# [Exercise]
The copy must run from the first line of the entries below through the line containing "box: [468, 92, 505, 142]", restated word for word, with pictures left out.

Saved data entries
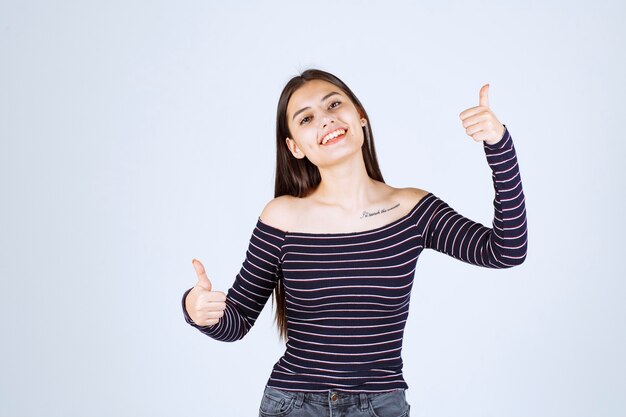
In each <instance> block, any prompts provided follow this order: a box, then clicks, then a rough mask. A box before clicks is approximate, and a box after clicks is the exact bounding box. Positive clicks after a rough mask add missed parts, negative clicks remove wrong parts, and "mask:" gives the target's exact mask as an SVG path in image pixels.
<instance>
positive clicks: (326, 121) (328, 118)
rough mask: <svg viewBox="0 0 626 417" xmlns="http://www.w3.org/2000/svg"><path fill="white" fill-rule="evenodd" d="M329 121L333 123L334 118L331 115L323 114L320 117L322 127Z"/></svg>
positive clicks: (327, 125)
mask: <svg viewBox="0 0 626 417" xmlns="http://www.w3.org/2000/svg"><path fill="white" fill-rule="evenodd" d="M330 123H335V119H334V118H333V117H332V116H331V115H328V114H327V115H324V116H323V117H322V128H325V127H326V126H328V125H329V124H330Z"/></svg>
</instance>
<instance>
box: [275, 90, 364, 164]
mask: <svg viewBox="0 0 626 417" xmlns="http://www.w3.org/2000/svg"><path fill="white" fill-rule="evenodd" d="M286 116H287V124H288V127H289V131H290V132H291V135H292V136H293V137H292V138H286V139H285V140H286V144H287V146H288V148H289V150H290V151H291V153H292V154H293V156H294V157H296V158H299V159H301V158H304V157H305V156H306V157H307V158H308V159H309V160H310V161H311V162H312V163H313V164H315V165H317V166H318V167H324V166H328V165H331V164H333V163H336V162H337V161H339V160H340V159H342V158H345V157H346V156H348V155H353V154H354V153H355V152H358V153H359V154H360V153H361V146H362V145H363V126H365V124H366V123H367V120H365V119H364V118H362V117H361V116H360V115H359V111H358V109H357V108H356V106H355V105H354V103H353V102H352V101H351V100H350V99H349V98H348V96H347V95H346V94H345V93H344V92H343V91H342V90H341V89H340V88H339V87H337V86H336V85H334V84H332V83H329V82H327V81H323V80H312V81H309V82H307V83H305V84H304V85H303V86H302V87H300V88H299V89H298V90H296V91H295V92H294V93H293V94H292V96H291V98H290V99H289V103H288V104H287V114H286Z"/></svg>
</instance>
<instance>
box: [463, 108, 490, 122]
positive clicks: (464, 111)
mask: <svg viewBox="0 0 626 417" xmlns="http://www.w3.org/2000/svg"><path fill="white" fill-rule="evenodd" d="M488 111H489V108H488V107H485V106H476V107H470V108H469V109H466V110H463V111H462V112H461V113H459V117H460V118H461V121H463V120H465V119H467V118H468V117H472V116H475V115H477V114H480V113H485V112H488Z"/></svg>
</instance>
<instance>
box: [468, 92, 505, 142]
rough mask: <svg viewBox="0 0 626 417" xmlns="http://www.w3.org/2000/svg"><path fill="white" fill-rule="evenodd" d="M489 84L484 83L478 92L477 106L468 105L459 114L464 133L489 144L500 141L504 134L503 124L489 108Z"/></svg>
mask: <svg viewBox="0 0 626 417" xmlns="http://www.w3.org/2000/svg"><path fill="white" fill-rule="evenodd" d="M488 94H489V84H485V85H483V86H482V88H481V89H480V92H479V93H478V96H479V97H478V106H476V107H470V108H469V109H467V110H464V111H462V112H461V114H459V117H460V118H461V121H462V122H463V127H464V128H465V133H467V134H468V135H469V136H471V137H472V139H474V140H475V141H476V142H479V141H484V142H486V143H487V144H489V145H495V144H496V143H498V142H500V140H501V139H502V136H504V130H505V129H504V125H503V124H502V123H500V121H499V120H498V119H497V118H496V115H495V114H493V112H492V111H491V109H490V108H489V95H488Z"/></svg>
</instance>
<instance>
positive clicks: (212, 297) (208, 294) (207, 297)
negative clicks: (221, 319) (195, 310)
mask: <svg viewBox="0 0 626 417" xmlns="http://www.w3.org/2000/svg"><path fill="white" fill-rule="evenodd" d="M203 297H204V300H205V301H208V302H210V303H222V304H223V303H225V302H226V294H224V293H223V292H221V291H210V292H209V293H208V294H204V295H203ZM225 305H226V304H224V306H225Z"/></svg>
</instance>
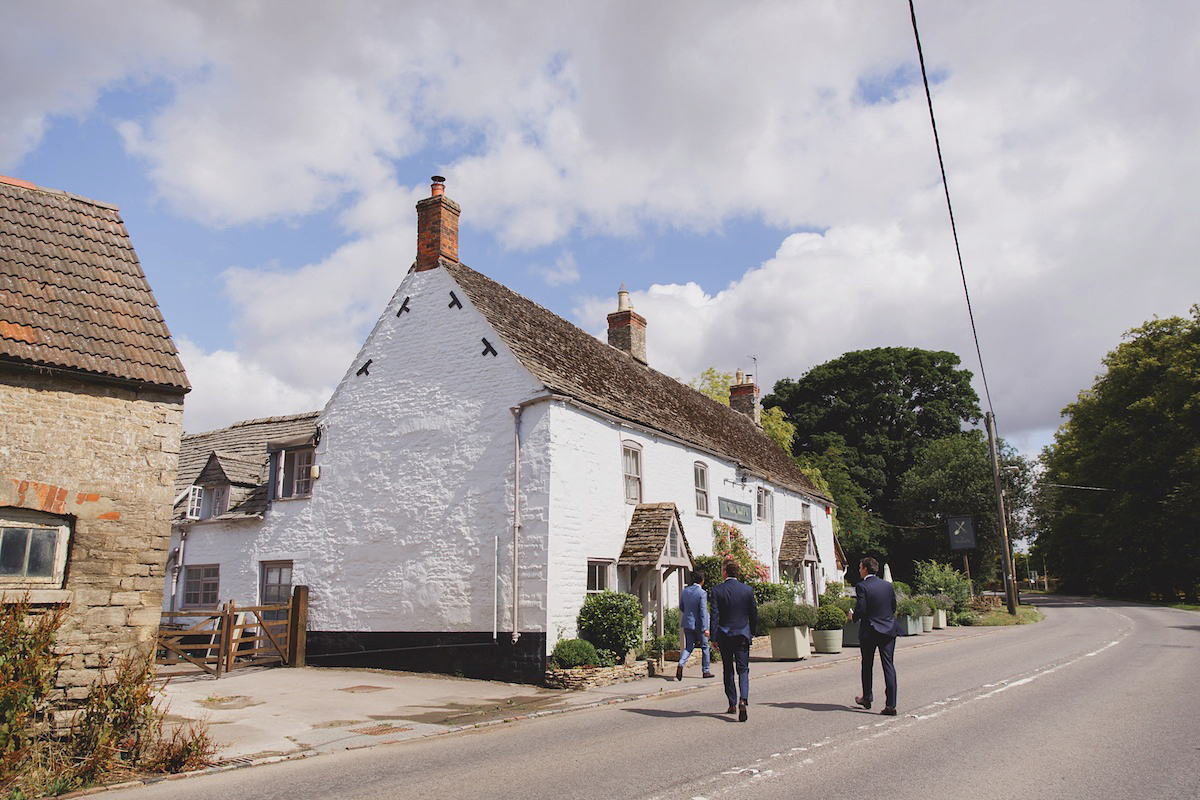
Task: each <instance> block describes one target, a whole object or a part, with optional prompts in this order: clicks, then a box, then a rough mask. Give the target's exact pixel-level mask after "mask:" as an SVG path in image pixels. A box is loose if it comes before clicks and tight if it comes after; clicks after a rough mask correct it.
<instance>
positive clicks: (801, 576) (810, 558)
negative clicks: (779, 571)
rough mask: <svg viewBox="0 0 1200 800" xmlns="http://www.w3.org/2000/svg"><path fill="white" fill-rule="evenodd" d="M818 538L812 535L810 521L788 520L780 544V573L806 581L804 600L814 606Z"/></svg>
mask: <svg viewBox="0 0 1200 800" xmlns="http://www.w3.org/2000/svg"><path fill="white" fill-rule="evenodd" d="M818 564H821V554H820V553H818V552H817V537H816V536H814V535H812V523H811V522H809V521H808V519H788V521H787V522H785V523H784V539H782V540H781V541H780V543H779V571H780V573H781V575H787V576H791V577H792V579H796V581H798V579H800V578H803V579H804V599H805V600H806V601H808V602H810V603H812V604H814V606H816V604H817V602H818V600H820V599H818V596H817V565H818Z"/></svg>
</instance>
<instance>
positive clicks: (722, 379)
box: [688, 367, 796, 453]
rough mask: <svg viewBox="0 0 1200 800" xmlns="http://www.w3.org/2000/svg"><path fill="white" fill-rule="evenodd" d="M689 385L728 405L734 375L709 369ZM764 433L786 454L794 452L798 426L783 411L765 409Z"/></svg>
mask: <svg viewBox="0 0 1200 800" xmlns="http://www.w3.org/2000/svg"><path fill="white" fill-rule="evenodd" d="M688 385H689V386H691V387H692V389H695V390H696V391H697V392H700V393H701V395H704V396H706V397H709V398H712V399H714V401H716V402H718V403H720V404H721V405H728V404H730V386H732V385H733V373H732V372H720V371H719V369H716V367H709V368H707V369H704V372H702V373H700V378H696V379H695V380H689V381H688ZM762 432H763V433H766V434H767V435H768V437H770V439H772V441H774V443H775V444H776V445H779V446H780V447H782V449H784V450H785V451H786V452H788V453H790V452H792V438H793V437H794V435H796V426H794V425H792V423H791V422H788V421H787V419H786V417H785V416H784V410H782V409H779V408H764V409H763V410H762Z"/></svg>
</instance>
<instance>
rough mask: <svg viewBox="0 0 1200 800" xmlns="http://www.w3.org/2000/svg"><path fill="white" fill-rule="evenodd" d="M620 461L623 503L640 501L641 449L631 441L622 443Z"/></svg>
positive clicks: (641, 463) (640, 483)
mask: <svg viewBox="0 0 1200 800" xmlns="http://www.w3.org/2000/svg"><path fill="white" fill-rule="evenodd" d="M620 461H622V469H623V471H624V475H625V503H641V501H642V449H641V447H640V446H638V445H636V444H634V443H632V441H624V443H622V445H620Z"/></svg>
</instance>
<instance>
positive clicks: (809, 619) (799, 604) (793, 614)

# [Final answer]
In each <instance> block, any prompts provided follow this order: a box, then clicks, then a rough mask. A box before clicks is approximate, and a box after clicks is the exact bounding box. Positive clicks after a rough mask add missed parts, negative clicks remove wrong parts, and "mask:" gives the target's exact mask as an SVG path in image pixels.
<instance>
positive clicks: (326, 121) (328, 118)
rough mask: <svg viewBox="0 0 626 417" xmlns="http://www.w3.org/2000/svg"><path fill="white" fill-rule="evenodd" d="M329 121L333 123L334 118L331 115L323 114L320 117L322 127Z"/></svg>
positive clicks: (327, 125)
mask: <svg viewBox="0 0 626 417" xmlns="http://www.w3.org/2000/svg"><path fill="white" fill-rule="evenodd" d="M330 123H335V119H334V118H333V117H332V116H331V115H328V114H327V115H324V116H323V117H322V128H325V127H326V126H328V125H329V124H330Z"/></svg>
</instance>
<instance>
box: [275, 90, 364, 164]
mask: <svg viewBox="0 0 626 417" xmlns="http://www.w3.org/2000/svg"><path fill="white" fill-rule="evenodd" d="M286 116H287V124H288V127H289V131H290V132H291V135H292V136H293V137H292V138H286V139H285V140H286V144H287V146H288V148H289V150H290V151H291V153H292V154H293V156H294V157H296V158H299V159H301V158H304V157H305V156H306V157H307V158H308V159H309V160H310V161H311V162H312V163H313V164H315V165H317V166H318V167H324V166H328V165H331V164H333V163H336V162H337V161H339V160H340V159H342V158H345V157H346V156H348V155H353V154H354V153H355V152H358V153H359V154H360V153H361V146H362V145H363V126H365V124H366V123H367V120H365V119H364V118H362V117H361V116H360V115H359V111H358V109H357V108H356V106H355V105H354V103H353V102H352V101H351V100H350V99H349V98H348V96H347V95H346V94H345V93H344V92H343V91H342V90H341V89H340V88H339V87H337V86H336V85H334V84H332V83H329V82H327V81H323V80H312V81H309V82H307V83H305V84H304V85H303V86H302V87H300V88H299V89H298V90H296V91H295V92H294V93H293V94H292V96H291V98H290V99H289V103H288V104H287V114H286Z"/></svg>
</instance>
<instance>
box: [463, 108, 490, 122]
positive clicks: (464, 111)
mask: <svg viewBox="0 0 626 417" xmlns="http://www.w3.org/2000/svg"><path fill="white" fill-rule="evenodd" d="M488 111H489V108H488V107H485V106H476V107H470V108H469V109H466V110H463V111H462V112H461V113H459V117H460V118H461V121H463V120H465V119H467V118H468V117H472V116H475V115H477V114H480V113H485V112H488Z"/></svg>
</instance>
<instance>
box: [468, 92, 505, 142]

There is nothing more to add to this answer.